_Document extract_:
↓↓↓
Platinum Metals Rev., 1996, 40, (4), 175
World Hydrogen Energy Conference
Platinum Metals in Developing Hydrogen Technologies
More than eight hundred participants attended the 1 Ith World Hydrogen Energy Conference held in Stuttgart, Germany, from the 23rd to 28th June 1996, making it the largest in a series stretching back more than twenty years. From over 300 papers, some 40 to 50 involved various aspects of the platinum group metals, a selection of which are reported here.
Water Electrolysis for Hydrogen Production
The efficient electrolysis of water is a key element in any future widespread use of hydrogen as a fuel, particularly if a proportion of the hydrogen is to be produced using renewable energy sources. However, hydrogen produced by water electrolysis is still very expensive compared with hydrogen produced from hydrocarbon feedstocks, such as natural gas.
Materials for alkaline and acidic water electrolysis were reviewed by O. Savadogo of the Ecole Polytechnique de Montreal, Canada, who reported on the properties of the platinum metals in a variety of electrolyser designs. Platinum and palladium are very effective cathode catalysts, while iridium, ruthenium, IrO2 and RuO2, with a combination of catalytic properties and high stability are excellent anode materials. In order to produce hydrogen at a cost competitive with coal gasification and gas reforming, the primary requirement is for the development of new, more economical materials. Lower loading platinum cathode materials and low cost corrosion-stable anodes are required.
The theme of materials development and the importance of ensuring the cost effective use of expensive metals was further developed in a paper by H. Mori, C. Inazumi, M. Kato and S. Maezawa of the Research Institute of Innovative Technology for the Earth, Osaka, K. Oguro and H. Takenaka of the Osaka National Research Institute and E. Torikai from Torikai Technical Engineering, Osaka, Japan. This group reported the development of membrane electrode composites for solid polymer electrolyte (SPE) water electrolysis. A novel chemical plating technique was described for the deposition of iridium-platinum as the anode catalyst material. This technique was said to be advantageous in both controlling the iridium loading and minimising iridium losses. The complete system, consisting of a composite of platinum-iridium catalysed anode (iridium loading 0.5-2 mg/cm2), Nafion membrane and platinum catalysed cathode, operates at a lower cell voltage than a composite manufactured by a conventional method. Hydrogen was produced, containing 100-1000 ppm oxygen at a current efficiency of 97 per cent.
↑↑↑
A run of items
↓↓↓
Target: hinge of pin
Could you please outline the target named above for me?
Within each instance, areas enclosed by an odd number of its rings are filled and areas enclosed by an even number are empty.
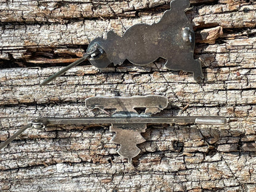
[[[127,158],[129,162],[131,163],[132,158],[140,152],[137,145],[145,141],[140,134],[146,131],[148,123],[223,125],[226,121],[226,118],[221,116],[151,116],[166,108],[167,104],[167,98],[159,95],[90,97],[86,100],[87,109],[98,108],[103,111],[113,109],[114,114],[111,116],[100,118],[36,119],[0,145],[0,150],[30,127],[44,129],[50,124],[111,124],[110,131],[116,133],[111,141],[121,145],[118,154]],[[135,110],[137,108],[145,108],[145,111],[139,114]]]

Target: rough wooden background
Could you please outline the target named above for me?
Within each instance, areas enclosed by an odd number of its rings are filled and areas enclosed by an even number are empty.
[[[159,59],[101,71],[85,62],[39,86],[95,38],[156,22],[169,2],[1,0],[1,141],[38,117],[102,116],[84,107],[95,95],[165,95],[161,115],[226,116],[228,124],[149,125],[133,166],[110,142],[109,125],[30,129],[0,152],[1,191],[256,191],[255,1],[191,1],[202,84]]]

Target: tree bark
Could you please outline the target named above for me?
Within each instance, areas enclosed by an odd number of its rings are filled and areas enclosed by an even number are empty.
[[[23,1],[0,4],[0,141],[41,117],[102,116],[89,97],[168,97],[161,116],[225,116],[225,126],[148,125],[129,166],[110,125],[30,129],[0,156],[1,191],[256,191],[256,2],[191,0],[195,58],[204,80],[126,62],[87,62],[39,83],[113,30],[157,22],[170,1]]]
↑↑↑
_Challenges_:
(a) According to the conference report, which two metals are very effective cathode catalysts?
(b) Decide whether each statement agrees with the conference report, and support each decision with the deciding words of the report. (i) The conference took place in Stuttgart. (ii) Hydrogen made by water electrolysis costs less than hydrogen made from natural gas. (iii) The Osaka system produced hydrogen at a current efficiency of 97 percent.
(c) Reproduce the passage of the conference report from "Platinum Metals Rev., 1996, 40, (4), 175" up to and including "as natural gas.".

_Solved problems_:
(a) Platinum and palladium.

(b)
(i) Yes: "held in Stuttgart, Germany"
(ii) No: "hydrogen produced by water electrolysis is still very expensive compared with hydrogen produced from hydrocarbon feedstocks, such as natural gas"
(iii) Yes: "at a current efficiency of 97 per cent"

(c)
Platinum Metals Rev., 1996, 40, (4), 175
World Hydrogen Energy Conference
Platinum Metals in Developing Hydrogen Technologies
More than eight hundred participants attended the 1 Ith World Hydrogen Energy Conference held in Stuttgart, Germany, from the 23rd to 28th June 1996, making it the largest in a series stretching back more than twenty years. From over 300 papers, some 40 to 50 involved various aspects of the platinum group metals, a selection of which are reported here.
Water Electrolysis for Hydrogen Production
The efficient electrolysis of water is a key element in any future widespread use of hydrogen as a fuel, particularly if a proportion of the hydrogen is to be produced using renewable energy sources. However, hydrogen produced by water electrolysis is still very expensive compared with hydrogen produced from hydrocarbon feedstocks, such as natural gas.